*PASSAGE*:
-- -- --

I see an account that is engaging in customer service enquiries! Now, at 8.6 Tweets a day they are just beginning their process of engagement in Customer Services; despite the Brands best efforts to encourage complainants to use a dedicated customer service area online at jetblue.com/speakup or by phoning in. They don’t appear to be honouring their own account profile do they? So, what are they doing? They are training their audience!
Okay, so I think I’ve made the beginning of my point. Even extremely succesful online Brands like @JetBlue with a huge following don’t yet have to worry about being restricted on their outbound Tweets by Twitter because it is very early in their engagement journey. Why? Because the 1000 tweets a day, a maximum of about 300 in any hour and 250 Direct Messages in any 24 hours isn’t going to be broken at their current engagement rates. If they continue to teach their customers that complaints @jetblue are responded to I will argue that they are going to have a very big problem, very soon!
What about brands that are already directly engaged in Customer Service on Twitter? I’ll start the investigation with @Vodacom111 ; a dedicated and extremely hard working a talented team of social-engagers directly within Customer Services in Vodacom South Africa.
This is already 10 times as much engagement as we see from @JetBlue. These figures are averages of course. In @JetBlue’s case, if we were to suffer, say, another Volcanic Ash Cloud, or in @Vodacom111 an incident like the infamous Blackberry Messenger Outage of September 2011 they will easily hit the glass ceiling of maximum Tweets per day. On two occasions now, even with very small Social Media customer services teams I have seen them be rate limited. On both those occasions it was just because of a traffic spike.

-- -- --

*SUPPLIED ENTRIES*:
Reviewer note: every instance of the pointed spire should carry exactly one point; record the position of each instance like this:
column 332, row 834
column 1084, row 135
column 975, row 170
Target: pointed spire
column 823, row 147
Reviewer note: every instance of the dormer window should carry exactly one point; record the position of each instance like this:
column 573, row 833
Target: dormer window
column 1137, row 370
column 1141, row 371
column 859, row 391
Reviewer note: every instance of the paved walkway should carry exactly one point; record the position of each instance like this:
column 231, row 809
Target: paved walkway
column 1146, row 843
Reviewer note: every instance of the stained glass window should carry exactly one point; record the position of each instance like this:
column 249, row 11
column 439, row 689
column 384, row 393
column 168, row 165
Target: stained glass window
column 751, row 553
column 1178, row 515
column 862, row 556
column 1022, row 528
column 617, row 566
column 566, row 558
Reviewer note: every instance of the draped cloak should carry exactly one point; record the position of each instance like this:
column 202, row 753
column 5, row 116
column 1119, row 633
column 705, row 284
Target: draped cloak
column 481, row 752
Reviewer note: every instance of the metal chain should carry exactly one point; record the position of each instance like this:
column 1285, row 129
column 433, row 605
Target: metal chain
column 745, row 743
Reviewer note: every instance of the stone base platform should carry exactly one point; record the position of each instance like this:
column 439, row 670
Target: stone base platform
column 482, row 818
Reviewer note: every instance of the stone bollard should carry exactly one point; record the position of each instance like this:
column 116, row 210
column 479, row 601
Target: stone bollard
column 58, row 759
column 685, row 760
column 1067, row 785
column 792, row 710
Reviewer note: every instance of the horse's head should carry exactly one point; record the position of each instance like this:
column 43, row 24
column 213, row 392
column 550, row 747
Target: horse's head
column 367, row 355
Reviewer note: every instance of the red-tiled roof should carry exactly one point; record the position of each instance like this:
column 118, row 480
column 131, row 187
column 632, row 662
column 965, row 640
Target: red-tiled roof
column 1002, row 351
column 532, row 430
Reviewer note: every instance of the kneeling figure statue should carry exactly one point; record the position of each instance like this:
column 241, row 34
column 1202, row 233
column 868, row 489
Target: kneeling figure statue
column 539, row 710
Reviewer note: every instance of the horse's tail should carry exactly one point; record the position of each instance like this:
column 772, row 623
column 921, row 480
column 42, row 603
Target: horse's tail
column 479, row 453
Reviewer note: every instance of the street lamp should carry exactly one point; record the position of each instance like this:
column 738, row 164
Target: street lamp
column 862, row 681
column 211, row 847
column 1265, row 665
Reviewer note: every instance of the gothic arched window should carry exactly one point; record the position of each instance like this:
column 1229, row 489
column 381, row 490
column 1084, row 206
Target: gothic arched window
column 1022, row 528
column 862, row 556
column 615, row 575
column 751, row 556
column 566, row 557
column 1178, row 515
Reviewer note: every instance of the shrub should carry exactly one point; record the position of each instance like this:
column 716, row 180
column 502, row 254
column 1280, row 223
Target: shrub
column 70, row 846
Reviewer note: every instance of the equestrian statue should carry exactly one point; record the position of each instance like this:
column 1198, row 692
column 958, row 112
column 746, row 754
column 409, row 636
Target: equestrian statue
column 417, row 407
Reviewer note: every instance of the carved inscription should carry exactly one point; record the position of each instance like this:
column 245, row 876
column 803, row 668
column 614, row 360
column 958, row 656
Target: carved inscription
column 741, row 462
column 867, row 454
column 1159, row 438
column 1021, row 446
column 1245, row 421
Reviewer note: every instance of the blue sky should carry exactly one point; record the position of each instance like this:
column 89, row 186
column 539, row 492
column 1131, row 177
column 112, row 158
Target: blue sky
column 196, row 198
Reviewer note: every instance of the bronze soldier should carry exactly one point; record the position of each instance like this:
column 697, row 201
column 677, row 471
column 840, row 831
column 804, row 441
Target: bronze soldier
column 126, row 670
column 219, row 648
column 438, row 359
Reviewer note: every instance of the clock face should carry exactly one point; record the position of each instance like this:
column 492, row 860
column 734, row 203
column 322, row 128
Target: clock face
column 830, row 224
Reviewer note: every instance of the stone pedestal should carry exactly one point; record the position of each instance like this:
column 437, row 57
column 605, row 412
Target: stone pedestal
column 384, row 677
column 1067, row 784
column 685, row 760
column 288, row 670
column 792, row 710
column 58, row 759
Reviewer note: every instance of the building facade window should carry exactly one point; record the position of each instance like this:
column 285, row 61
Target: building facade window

-- -- --

*INSTRUCTIONS TO FOLLOW*: From the passage on brands answering customer complaints on Twitter, quote word for word the part between "What about brands" and "a traffic spike.", inclusive.

*EXPECTED ANSWER*:
What about brands that are already directly engaged in Customer Service on Twitter? I’ll start the investigation with @Vodacom111 ; a dedicated and extremely hard working a talented team of social-engagers directly within Customer Services in Vodacom South Africa.
This is already 10 times as much engagement as we see from @JetBlue. These figures are averages of course. In @JetBlue’s case, if we were to suffer, say, another Volcanic Ash Cloud, or in @Vodacom111 an incident like the infamous Blackberry Messenger Outage of September 2011 they will easily hit the glass ceiling of maximum Tweets per day. On two occasions now, even with very small Social Media customer services teams I have seen them be rate limited. On both those occasions it was just because of a traffic spike.